## WHAT IS REQUIRED
Print the passage of the autosave note below between "By taking advantage" and "they are equivalent.", inclusive, word for word.

## SOURCE DOCUMENT
- - - -

Because nested sub-contents do not trigger their respective XAPI verbs, which in turn trigger save events, we have tuned down out autosave interval on our server to be extremely frequent to prevent the loss of user data and progress. This is undesirable, as:

  • Decreasing the autosave interval results in unnecessary server load.
  • Misleading UI feedback to the user in the form of frequent "Saving..." notifications, even when the user is idle.
  • For various content types that use sub-contents, such as Question Set, users that leave the content page before autosave triggers will lose progress.

Solution

By taking advantage of the existing auto-save functionality, user data can be saved conditionally by comparing the current state of the content with a previous state of the content. If the user has in any way interacted with the content, then the user data should be set and a previous state should be assigned for the next comparison. If the states are equal and unchanged, then the setting of user data does not need to be performed. The scope of the state comparison function is as follows:

  • The basis for the comparison algorithm is drawn from underscore-esm's deepEq algorithm, which recursively compares two objects and determines if they are equivalent.

- - - -

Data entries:
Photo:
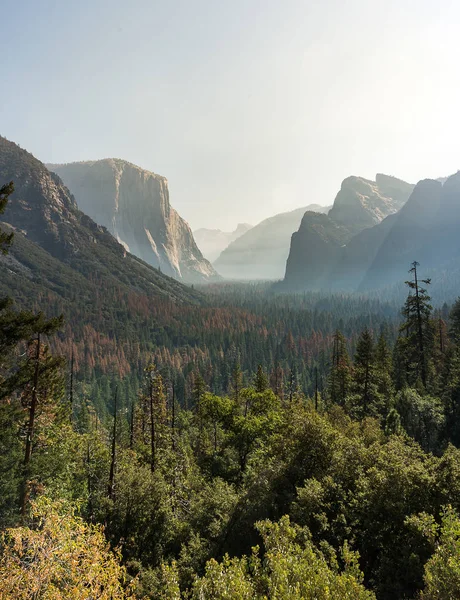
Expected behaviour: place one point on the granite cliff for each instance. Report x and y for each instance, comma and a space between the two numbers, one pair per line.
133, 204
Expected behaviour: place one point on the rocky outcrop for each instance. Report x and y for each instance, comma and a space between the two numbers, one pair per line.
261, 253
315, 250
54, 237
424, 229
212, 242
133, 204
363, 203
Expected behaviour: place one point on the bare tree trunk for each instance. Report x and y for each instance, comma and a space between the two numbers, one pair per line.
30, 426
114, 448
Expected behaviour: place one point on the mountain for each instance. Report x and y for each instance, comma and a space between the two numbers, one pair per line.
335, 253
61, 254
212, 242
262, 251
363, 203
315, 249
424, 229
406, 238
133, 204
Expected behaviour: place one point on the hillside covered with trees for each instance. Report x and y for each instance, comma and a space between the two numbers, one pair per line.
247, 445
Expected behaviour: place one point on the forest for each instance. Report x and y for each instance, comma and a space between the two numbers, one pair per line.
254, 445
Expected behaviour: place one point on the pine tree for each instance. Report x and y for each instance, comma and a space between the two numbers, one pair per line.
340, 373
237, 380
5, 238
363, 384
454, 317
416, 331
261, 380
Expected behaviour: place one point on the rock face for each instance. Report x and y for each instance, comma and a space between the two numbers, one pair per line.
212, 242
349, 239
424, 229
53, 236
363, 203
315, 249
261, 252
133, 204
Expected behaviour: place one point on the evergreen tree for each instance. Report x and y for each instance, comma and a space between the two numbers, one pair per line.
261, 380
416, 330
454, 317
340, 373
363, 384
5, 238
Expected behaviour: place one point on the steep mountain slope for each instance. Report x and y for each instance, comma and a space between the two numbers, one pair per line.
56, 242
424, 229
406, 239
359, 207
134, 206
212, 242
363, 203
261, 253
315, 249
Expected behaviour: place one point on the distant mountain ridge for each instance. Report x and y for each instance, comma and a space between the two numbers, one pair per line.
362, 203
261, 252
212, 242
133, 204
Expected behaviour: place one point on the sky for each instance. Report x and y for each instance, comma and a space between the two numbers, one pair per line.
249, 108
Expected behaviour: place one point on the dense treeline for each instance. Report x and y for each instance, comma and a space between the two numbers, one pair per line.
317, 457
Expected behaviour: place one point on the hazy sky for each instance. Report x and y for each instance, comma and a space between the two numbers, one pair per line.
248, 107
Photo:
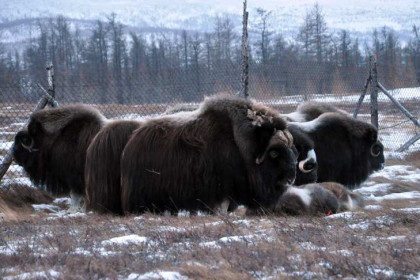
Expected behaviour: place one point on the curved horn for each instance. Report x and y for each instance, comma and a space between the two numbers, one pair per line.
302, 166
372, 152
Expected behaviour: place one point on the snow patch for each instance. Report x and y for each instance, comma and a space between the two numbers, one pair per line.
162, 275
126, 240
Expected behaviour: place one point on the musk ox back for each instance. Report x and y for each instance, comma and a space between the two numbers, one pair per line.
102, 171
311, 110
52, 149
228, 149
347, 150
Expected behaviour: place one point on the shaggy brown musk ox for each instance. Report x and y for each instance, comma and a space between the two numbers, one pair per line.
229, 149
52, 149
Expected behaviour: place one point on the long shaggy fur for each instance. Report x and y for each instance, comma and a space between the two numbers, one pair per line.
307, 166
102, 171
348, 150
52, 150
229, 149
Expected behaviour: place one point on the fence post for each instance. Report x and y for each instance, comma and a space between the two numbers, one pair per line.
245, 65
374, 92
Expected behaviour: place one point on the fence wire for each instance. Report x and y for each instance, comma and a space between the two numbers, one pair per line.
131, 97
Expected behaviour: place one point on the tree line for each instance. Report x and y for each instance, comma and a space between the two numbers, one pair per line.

- - - -

## WRITTEN ANSWER
By taking advantage of the existing auto-save functionality, user data can be saved conditionally by comparing the current state of the content with a previous state of the content. If the user has in any way interacted with the content, then the user data should be set and a previous state should be assigned for the next comparison. If the states are equal and unchanged, then the setting of user data does not need to be performed. The scope of the state comparison function is as follows:

  • The basis for the comparison algorithm is drawn from underscore-esm's deepEq algorithm, which recursively compares two objects and determines if they are equivalent.